## Page excerpt
---

- Born: Matilda Clementine Isitt Cole Brighton, England
- Genres: Indie pop
- Occupation: Musician
- Member of: Loud LDN

= Matilda Cole =

English musician and actress

Matilda Clementine Isitt Cole is an English musician and actress. Born in Sussex, she is the daughter of film director Nigel Cole and the actress Kate Isitt and appeared in several of the former's works in the 2010s. In 2020, she signed a record deal and released the EPs Milk Teeth, The High Dive, and Pomegranate and multiple singles including a cover version of The Weeknd's "The Hills". She is an original member of Loud LDN and makes indie-pop music.

==Life and career==

=== Early life and film career ===
Matilda Clementine Isitt Cole was born in Sussex, though spent periods living in Los Angeles and Camden Town before moving to Brighton. Her mother is Kate Isitt, an actress, and her father is Nigel Cole, a film director who played guitar and would buy egg-shaped shakers for her to play along with him. She later attended Dharma Primary School. In 2010, she played Emily in Made in Dagenham, and in 2012 she played a bridesmaid in The Wedding Video, both of which were directed by her father; she later played Madeleine in his 2019 film short Wisteria Cottage.

---

## Task instructions
• A. List every film directed by her father in which Matilda Cole appeared, according to the Matilda Cole biography.
• B. According to the Matilda Cole biography, which primary school did she attend?
• C. Write the next part of the Matilda Cole biography, picking up right after its final sentence.
The rows that come next have no connection to the Matilda Cole biography.

[Records of labeled points]
---

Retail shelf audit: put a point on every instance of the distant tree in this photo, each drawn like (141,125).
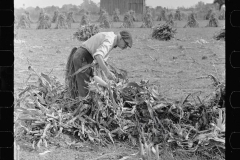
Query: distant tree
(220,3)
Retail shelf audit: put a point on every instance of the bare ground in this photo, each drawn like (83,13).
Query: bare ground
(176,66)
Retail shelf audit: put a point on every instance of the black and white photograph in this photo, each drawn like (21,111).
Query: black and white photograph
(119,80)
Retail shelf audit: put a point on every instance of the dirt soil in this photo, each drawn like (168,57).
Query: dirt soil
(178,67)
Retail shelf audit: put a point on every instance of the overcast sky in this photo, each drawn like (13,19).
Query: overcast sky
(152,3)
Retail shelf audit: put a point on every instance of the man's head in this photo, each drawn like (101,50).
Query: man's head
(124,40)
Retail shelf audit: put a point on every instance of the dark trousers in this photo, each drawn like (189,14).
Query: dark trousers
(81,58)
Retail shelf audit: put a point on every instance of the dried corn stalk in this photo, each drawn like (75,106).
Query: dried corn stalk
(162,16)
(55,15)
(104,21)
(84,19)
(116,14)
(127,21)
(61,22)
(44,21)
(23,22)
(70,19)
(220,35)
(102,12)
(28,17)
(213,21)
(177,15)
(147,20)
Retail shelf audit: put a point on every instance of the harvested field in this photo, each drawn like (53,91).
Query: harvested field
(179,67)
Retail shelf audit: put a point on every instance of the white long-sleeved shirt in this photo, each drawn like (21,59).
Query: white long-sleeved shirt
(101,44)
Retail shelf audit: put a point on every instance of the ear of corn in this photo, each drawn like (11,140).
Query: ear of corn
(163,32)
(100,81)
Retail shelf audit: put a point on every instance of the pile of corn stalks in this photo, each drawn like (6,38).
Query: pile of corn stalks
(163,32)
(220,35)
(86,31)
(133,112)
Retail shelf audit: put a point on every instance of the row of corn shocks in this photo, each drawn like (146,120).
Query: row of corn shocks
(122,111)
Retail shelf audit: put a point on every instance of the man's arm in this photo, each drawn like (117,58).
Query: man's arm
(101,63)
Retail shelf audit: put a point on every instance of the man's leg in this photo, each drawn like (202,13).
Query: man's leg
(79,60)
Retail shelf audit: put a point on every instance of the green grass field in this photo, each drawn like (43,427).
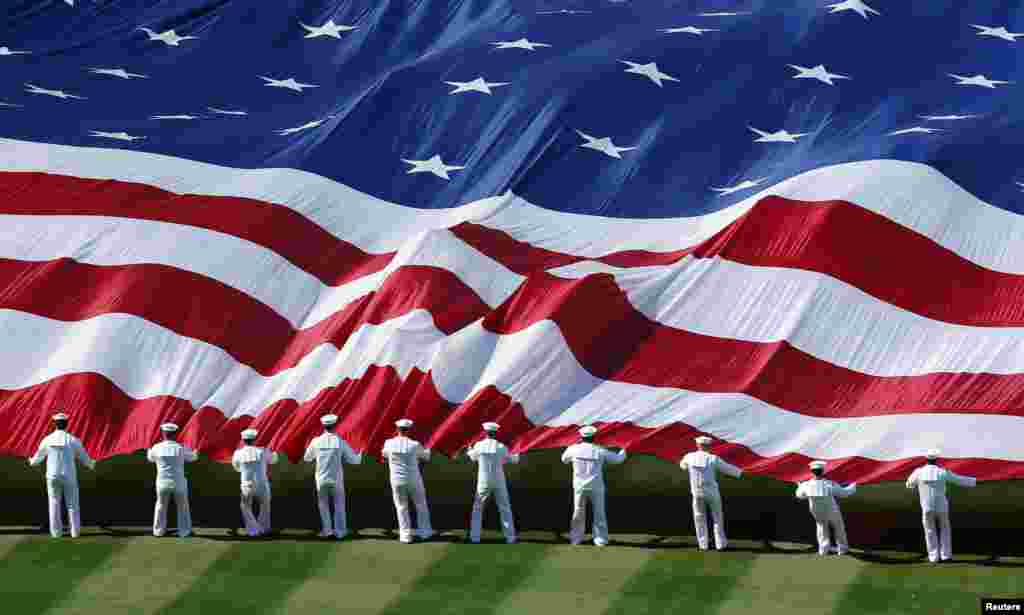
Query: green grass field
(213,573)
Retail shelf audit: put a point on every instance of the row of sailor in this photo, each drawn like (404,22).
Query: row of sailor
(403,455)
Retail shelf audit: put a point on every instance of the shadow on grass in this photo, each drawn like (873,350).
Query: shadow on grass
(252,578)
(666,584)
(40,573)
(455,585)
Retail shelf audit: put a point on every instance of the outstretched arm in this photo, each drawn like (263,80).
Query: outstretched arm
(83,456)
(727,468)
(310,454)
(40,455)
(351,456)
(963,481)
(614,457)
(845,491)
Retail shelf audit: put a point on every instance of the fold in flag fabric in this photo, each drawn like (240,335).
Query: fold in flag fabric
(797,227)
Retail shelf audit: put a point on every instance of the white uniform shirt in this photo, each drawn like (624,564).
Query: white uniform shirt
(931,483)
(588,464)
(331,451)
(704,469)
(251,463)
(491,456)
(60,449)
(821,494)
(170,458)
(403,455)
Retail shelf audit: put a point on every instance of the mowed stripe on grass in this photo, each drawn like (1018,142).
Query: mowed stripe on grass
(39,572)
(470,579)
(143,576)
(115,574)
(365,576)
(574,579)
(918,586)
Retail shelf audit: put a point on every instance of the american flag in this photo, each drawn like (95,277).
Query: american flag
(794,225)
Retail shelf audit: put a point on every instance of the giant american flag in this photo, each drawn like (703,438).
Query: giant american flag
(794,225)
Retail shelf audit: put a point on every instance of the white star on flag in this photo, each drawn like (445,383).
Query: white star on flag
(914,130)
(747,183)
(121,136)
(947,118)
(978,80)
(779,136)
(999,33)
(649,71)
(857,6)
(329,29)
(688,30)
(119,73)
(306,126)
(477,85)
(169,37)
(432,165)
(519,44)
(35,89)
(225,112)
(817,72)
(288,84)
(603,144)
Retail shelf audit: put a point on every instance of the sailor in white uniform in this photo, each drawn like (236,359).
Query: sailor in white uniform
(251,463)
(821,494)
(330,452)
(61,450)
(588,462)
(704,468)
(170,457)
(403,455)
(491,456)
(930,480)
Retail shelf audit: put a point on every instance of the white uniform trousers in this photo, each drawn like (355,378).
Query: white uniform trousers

---

## Task-by-task results
• A. Made in Dagenham, The Wedding Video, Wisteria Cottage

• B. Dharma Primary School.

• C.
=== Music career ===
She realised she wanted to be a full-time musician aged seven after seeing Miley Cyrus perform at the O2 Arena, and wrote her first song in the car journey back to her hotel; she later created a YouTube account called "matilda cole vevo". Aged sixteen, after putting a cover on SoundCloud, she was messaged by a London-based talent manager, who took her on as a client, and in March 2020, she withdrew from her A-levels four months early, and signed a record deal. In November 2020, she released "The Clouds", a song about her teenage friendships and relationships for which a music video was directed by Amy Becker-Burnett, and then the following January, she released "Be There", a song about extreme affection for someone to the point of ego death. In June 2021, she released Milk Teeth, an EP written about her adolescence, with the title being a reference to deciduous teeth.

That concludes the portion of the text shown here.